== The problem ==
Repeat the entries exactly as they are written.

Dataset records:
# # # # #

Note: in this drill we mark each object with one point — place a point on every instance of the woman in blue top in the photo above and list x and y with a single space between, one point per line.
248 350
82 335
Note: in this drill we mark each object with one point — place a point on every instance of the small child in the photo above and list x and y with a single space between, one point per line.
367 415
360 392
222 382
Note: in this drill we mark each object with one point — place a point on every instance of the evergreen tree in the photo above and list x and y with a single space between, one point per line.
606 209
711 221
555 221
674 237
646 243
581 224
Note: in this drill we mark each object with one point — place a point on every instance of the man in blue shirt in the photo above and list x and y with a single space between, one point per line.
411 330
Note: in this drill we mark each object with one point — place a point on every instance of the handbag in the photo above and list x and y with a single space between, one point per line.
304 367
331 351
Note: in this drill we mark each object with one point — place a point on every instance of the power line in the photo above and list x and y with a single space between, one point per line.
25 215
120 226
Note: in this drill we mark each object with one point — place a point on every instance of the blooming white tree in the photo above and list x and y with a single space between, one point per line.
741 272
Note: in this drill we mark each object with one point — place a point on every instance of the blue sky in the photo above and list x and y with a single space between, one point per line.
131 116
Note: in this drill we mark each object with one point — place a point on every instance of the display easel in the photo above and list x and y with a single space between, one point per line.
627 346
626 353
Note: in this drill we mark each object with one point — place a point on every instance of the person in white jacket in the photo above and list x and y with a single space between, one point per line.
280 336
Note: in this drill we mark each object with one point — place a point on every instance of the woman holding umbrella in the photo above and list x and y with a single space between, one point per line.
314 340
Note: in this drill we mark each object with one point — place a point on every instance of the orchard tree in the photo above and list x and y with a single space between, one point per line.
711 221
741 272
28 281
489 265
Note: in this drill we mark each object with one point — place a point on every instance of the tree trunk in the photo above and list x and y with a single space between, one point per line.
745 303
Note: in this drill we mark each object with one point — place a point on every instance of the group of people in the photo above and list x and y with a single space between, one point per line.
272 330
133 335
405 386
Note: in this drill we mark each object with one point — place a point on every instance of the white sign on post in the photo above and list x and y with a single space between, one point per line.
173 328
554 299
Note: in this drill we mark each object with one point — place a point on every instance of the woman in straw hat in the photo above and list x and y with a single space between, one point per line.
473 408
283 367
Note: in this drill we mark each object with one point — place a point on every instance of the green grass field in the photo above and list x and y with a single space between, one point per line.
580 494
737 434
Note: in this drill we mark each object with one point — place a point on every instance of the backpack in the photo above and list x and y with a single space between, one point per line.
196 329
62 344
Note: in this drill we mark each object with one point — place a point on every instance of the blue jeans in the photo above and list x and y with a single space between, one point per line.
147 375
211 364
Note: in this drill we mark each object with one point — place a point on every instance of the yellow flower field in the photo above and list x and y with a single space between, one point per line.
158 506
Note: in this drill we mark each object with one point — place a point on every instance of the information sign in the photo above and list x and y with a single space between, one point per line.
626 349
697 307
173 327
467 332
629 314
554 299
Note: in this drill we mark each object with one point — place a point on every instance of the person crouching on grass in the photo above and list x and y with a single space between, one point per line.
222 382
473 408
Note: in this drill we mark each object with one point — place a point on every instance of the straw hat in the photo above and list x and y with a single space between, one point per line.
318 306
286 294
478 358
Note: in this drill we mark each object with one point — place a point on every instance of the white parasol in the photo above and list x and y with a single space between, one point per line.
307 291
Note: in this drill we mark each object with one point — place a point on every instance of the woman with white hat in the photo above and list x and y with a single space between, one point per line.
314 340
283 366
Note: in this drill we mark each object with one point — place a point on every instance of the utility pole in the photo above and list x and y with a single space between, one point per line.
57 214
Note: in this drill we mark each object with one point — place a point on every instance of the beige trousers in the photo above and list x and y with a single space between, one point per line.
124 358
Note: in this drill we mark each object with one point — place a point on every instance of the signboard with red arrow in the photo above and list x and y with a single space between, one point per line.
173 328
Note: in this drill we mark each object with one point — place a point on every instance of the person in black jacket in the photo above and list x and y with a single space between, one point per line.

# # # # #

== Written solution ==
Note: in this drill we mark each object with one point — place a point on every instance of the woman in blue top in the photo above and list x and y with a single space between, one point per line.
248 350
82 335
Note: in this drill we mark each object with one point — place a point on every instance of the small child in the photo above and list x and y with a single space between, one point per line.
367 415
360 392
222 382
Note: in this drill we mark each object with one point — place a point on every instance of the evergreen tree in the photo above and list x and y with a single space between, one point per line.
606 209
711 221
555 221
674 237
646 243
581 224
Note: in this drill we mark each object with one point — place a point on every instance of the man in blue shirt in the photo above and list x and y with a single space between, one point per line.
411 330
Note: in this drill we mark each object with one point — place a point on every instance of the handbag in the photo above and list x and y with a single space between, one point per line.
304 367
331 351
Note: in this drill we mark each object with one point — place a point on every instance of the power line in the photo above and list x and y with a single space between, one point per line.
25 215
120 226
Note: in this drill we mark each object with one point — place a point on every instance of the blooming white tree in the photo above and list x and y with a single space between, one point per line.
741 272
Note: in this drill we mark each object with one point — place a point on every instance of the blue sky in the photo above and list x and y with a single space between, one point per line.
131 116
Note: in this drill we mark each object with one point — place a point on every instance of the display easel in the photo above and list x and y with a single space between, one point per line.
627 346
626 353
Note: in this drill we mark each object with one point — place a point on every instance of the person in white jacket in the photo above and list x and y with a single space between, one point per line.
280 336
Note: in this drill we mark each object with one point — place a point on every instance of the woman holding umbrella in the photo above and list x and y with a single space between, one point per line.
314 340
Note: in this drill we mark each object with one point — place a point on every instance of the orchard tree in the photo above and list x and y with a single space between, one point per line.
711 221
741 272
28 281
489 265
Note: in this drill we mark each object with one point — place a point on every instance of the tree trunk in the photo above and list x and y with a single space between, one point per line.
745 303
Note: in this drill we mark each object with one point — place a point on every instance of the group of people in the photo above and list x and y with a single space between, one point per line.
272 330
133 335
405 386
Note: in this drill we mark each object with one point — place a point on every instance of the white sign on post in the photo above and list x and y with a single space between, one point per line.
173 328
554 299
Note: in this drill we mark each object with one point — place a point on every instance of the woman in straw hat in the photo above and list x and y with a single space between, one point per line.
473 408
283 367
Note: in this drill we mark each object with one point — place a point on every instance of the green grass field in the photo above and list x and y with a single space between, one point per line.
580 494
737 434
Note: in this drill we mark each object with one point — place a point on every instance of the backpack in the photo above and list x and y with a single space between, one point per line.
196 329
62 344
Note: in this drill we mark each object with one point — place a point on every instance of the blue jeans in the photo above and list x and y with a single space between, one point per line.
147 375
211 364
Note: in this drill we mark each object with one point — place a point on every instance of the yellow flower field in the photo above and list x and y with a single space between, one point per line.
158 506
Note: in this drill we mark each object with one point — place a point on every instance of the information sign in the photo above and list x and y with a single space between, one point per line.
626 349
697 307
173 327
467 332
629 314
554 299
Note: in this drill we mark each object with one point — place a point on every instance of the person crouching on grass in the photo above and list x and y with a single space between, one point per line.
222 382
473 408
Note: in this drill we mark each object with one point — place a point on every instance of the straw hat in the photo above and list x and y with a single space between, one point per line.
318 306
286 294
478 358
Note: in this drill we mark each object with one point — place a point on every instance of the white parasol in the photo above and list x and y with a single space between, one point per line.
307 291
Note: in this drill we mark each object with one point — place a point on every instance of the woman with white hat in the photo above and list x and y with a single space between, one point per line.
314 340
283 366
Note: in this drill we mark each object with one point — place a point on every instance of the utility pole in the photo above and list x and y with a single space between, one point per line.
57 214
Note: in this drill we mark each object with one point — place a point on every instance of the beige trousers in the photo above and list x and y with a single space between, one point per line.
124 358
Note: in this drill we mark each object with one point — place a point on every instance of the signboard with red arrow in the photo above and list x and y with a single space between, one point per line.
173 328
Note: in this drill we mark each object with one point — place a point on every instance of the person in black jacket in the photo above and list x and y with a single space between, one point per line.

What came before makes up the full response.